INSTRUCTIONS TO FOLLOW.
Quote the whole listing exactly. Leave the pictures out of your copy.

SUPPLIED DATA.
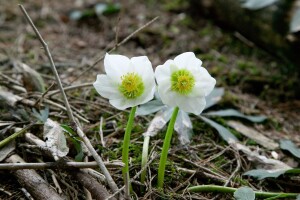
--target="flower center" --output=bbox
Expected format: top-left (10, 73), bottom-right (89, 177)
top-left (171, 69), bottom-right (195, 95)
top-left (119, 72), bottom-right (144, 99)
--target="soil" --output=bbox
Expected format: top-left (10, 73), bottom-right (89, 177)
top-left (0, 0), bottom-right (300, 199)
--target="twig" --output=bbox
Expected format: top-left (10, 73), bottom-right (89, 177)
top-left (44, 99), bottom-right (89, 123)
top-left (0, 162), bottom-right (124, 170)
top-left (106, 153), bottom-right (159, 200)
top-left (71, 16), bottom-right (159, 83)
top-left (34, 82), bottom-right (54, 107)
top-left (19, 4), bottom-right (118, 192)
top-left (99, 117), bottom-right (105, 147)
top-left (21, 188), bottom-right (34, 200)
top-left (188, 185), bottom-right (298, 198)
top-left (0, 188), bottom-right (12, 196)
top-left (83, 156), bottom-right (92, 200)
top-left (46, 83), bottom-right (93, 97)
top-left (0, 121), bottom-right (36, 148)
top-left (19, 4), bottom-right (75, 122)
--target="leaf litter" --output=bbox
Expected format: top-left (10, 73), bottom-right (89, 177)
top-left (0, 1), bottom-right (300, 199)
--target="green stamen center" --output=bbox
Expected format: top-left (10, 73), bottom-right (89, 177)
top-left (171, 69), bottom-right (195, 95)
top-left (119, 72), bottom-right (144, 99)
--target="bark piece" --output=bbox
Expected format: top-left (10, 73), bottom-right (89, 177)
top-left (72, 170), bottom-right (116, 200)
top-left (6, 154), bottom-right (63, 200)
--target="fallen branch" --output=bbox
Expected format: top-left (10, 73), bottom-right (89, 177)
top-left (5, 154), bottom-right (63, 200)
top-left (187, 185), bottom-right (299, 198)
top-left (72, 170), bottom-right (116, 200)
top-left (19, 4), bottom-right (119, 192)
top-left (0, 162), bottom-right (124, 170)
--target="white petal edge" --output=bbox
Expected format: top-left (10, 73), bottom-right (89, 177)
top-left (176, 96), bottom-right (206, 115)
top-left (155, 60), bottom-right (174, 84)
top-left (130, 56), bottom-right (154, 79)
top-left (93, 74), bottom-right (122, 99)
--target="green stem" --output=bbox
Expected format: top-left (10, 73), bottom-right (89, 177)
top-left (188, 185), bottom-right (299, 198)
top-left (157, 107), bottom-right (179, 188)
top-left (141, 135), bottom-right (150, 183)
top-left (122, 106), bottom-right (136, 198)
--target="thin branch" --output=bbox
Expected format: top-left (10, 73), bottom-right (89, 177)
top-left (46, 83), bottom-right (93, 97)
top-left (0, 121), bottom-right (36, 148)
top-left (71, 16), bottom-right (159, 83)
top-left (0, 162), bottom-right (124, 170)
top-left (19, 4), bottom-right (118, 192)
top-left (19, 4), bottom-right (75, 122)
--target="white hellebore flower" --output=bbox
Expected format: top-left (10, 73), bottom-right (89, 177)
top-left (94, 54), bottom-right (155, 110)
top-left (155, 52), bottom-right (216, 115)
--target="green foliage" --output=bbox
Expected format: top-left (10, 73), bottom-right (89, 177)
top-left (233, 187), bottom-right (255, 200)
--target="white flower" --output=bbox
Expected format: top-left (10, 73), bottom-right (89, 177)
top-left (94, 54), bottom-right (155, 110)
top-left (155, 52), bottom-right (216, 115)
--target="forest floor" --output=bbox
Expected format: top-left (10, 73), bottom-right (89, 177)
top-left (0, 0), bottom-right (300, 199)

THE COMPLETED TASK.
--target="flower center" --output=bbox
Expected format: top-left (10, 73), bottom-right (89, 177)
top-left (171, 69), bottom-right (195, 95)
top-left (119, 72), bottom-right (144, 99)
--target="soil" --output=bbox
Expected format: top-left (10, 73), bottom-right (89, 177)
top-left (0, 0), bottom-right (300, 199)
--target="twig" --output=bbox
Expected format: top-left (10, 73), bottom-right (89, 177)
top-left (44, 99), bottom-right (89, 123)
top-left (0, 162), bottom-right (124, 170)
top-left (106, 153), bottom-right (159, 200)
top-left (71, 16), bottom-right (159, 83)
top-left (34, 82), bottom-right (54, 107)
top-left (19, 4), bottom-right (118, 192)
top-left (99, 117), bottom-right (105, 147)
top-left (21, 188), bottom-right (34, 200)
top-left (188, 185), bottom-right (298, 198)
top-left (0, 188), bottom-right (12, 196)
top-left (83, 156), bottom-right (92, 200)
top-left (46, 83), bottom-right (93, 97)
top-left (0, 121), bottom-right (36, 148)
top-left (19, 4), bottom-right (75, 122)
--target="leaf litter" --output=bbox
Expected format: top-left (10, 73), bottom-right (89, 177)
top-left (0, 1), bottom-right (300, 199)
--target="green stamen center" --output=bbox
Expected format: top-left (10, 73), bottom-right (89, 177)
top-left (171, 69), bottom-right (195, 95)
top-left (119, 72), bottom-right (144, 99)
--target="bark piece" --output=bbox
Expected format: top-left (10, 73), bottom-right (89, 177)
top-left (72, 170), bottom-right (116, 200)
top-left (6, 154), bottom-right (63, 200)
--target="fallen branch" --output=bbox
Expected format: top-left (10, 73), bottom-right (89, 177)
top-left (5, 154), bottom-right (63, 200)
top-left (187, 185), bottom-right (299, 198)
top-left (72, 170), bottom-right (116, 200)
top-left (19, 4), bottom-right (119, 192)
top-left (0, 162), bottom-right (124, 170)
--target="white petal edge" --output=bbox
Expected format: top-left (10, 73), bottom-right (89, 177)
top-left (176, 96), bottom-right (206, 115)
top-left (155, 60), bottom-right (174, 84)
top-left (130, 56), bottom-right (154, 79)
top-left (93, 74), bottom-right (122, 99)
--target="green stem" --output=bbox
Expected format: top-left (10, 73), bottom-right (89, 177)
top-left (188, 185), bottom-right (299, 198)
top-left (157, 107), bottom-right (179, 188)
top-left (141, 135), bottom-right (150, 183)
top-left (122, 106), bottom-right (136, 198)
--target="thin branch" --output=bbox
Expected format: top-left (10, 73), bottom-right (89, 177)
top-left (46, 83), bottom-right (93, 97)
top-left (0, 121), bottom-right (36, 148)
top-left (71, 16), bottom-right (159, 83)
top-left (0, 162), bottom-right (124, 170)
top-left (19, 4), bottom-right (118, 192)
top-left (19, 4), bottom-right (75, 122)
--target="white hellebore flower" --output=bbox
Expected format: top-left (10, 73), bottom-right (89, 177)
top-left (94, 54), bottom-right (155, 110)
top-left (155, 52), bottom-right (216, 115)
--target="green foliage" --output=bbox
Expected format: top-left (10, 73), bottom-right (89, 177)
top-left (233, 187), bottom-right (255, 200)
--target="white flower" --output=bbox
Expected format: top-left (10, 73), bottom-right (89, 177)
top-left (94, 54), bottom-right (155, 110)
top-left (155, 52), bottom-right (216, 115)
--target="forest floor" --output=bbox
Expected format: top-left (10, 73), bottom-right (89, 177)
top-left (0, 0), bottom-right (300, 199)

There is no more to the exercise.